PAGE
((

Which of your characters do you most closely resemble - or would you admit to most closely resembling?

"Um... I don't know. Not really any of them, and all of them. I guess it's true that there's a bit of the writer in every character and particularly the central characters. The guy in The Bridge is meant to be like a sort of alternate world version of me, but he's one that's five or six years older - at a time when that matters quite a lot, having been born in 1949 rather than 1954. You know, going to university when the hippie stuff was actually really happening, rather than when it was already old.

))

RAW DATA
((

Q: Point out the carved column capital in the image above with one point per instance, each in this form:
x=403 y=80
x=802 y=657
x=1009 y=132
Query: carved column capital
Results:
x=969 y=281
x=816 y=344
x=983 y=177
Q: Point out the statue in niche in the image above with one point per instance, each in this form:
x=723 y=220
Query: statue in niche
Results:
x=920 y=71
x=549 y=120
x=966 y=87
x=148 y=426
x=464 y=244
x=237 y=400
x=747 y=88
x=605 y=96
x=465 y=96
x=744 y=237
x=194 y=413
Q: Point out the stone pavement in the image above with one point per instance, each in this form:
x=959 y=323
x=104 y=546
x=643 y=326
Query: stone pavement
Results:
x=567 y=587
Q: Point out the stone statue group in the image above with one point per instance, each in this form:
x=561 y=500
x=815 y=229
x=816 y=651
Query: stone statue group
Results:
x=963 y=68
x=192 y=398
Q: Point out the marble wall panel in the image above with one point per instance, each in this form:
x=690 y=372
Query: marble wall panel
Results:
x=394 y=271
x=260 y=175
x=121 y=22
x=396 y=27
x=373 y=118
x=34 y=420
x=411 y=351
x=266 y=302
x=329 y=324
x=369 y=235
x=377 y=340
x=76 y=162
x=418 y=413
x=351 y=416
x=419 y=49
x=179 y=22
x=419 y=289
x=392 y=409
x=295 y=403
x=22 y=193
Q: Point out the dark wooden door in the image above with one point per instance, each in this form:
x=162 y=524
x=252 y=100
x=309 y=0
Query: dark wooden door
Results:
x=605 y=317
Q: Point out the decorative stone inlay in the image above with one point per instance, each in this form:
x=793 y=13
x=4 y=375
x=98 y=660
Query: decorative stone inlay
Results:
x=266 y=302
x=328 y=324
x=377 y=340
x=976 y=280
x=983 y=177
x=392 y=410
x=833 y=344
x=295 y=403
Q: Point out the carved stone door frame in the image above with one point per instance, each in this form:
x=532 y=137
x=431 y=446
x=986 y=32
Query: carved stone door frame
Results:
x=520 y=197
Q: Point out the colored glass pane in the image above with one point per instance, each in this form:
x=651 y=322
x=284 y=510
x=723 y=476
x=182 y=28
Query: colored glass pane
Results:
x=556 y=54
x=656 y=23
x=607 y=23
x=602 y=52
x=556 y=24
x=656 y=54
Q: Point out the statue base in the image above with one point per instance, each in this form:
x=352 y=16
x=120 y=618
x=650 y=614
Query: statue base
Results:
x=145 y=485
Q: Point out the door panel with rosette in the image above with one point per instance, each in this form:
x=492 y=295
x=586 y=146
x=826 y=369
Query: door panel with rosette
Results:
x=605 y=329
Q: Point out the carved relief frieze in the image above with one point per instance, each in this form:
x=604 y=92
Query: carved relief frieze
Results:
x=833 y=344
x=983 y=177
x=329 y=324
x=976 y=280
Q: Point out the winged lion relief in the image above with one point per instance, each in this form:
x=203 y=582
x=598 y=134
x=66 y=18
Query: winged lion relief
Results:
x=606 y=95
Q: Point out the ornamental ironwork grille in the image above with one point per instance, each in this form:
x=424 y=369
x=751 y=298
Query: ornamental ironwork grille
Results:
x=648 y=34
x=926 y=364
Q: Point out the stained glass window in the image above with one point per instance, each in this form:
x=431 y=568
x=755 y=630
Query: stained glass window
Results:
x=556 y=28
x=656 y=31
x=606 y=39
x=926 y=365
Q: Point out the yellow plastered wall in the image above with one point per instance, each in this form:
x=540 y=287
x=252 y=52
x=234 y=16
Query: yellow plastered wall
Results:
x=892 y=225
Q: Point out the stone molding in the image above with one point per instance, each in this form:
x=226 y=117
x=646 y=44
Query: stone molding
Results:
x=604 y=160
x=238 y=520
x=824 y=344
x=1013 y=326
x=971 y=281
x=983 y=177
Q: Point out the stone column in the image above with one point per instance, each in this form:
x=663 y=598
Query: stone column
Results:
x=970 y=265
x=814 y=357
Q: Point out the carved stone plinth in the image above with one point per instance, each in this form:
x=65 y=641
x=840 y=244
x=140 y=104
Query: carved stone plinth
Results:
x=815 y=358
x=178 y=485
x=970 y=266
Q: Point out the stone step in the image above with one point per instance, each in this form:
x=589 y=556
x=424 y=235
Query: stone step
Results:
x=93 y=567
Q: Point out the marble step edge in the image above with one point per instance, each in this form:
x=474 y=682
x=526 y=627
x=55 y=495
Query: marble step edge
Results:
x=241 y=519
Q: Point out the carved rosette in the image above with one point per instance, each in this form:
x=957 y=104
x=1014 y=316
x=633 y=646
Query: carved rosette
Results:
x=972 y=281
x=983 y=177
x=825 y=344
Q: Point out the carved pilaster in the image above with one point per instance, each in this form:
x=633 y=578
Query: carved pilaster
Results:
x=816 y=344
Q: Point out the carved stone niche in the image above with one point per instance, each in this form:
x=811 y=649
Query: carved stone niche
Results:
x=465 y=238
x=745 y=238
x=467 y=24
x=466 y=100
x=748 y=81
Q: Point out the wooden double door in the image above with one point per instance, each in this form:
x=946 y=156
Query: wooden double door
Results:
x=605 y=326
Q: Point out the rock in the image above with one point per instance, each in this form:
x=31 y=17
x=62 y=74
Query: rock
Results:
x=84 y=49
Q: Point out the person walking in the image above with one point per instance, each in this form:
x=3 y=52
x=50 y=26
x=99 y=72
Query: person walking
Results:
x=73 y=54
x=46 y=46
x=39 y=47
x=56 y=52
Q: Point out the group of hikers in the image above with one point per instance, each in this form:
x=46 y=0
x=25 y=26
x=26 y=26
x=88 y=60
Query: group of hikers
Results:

))

Reproduce the interview passage word for word, starting with "Which of your" and going on through "was already old.".

Which of your characters do you most closely resemble - or would you admit to most closely resembling?

"Um... I don't know. Not really any of them, and all of them. I guess it's true that there's a bit of the writer in every character and particularly the central characters. The guy in The Bridge is meant to be like a sort of alternate world version of me, but he's one that's five or six years older - at a time when that matters quite a lot, having been born in 1949 rather than 1954. You know, going to university when the hippie stuff was actually really happening, rather than when it was already old.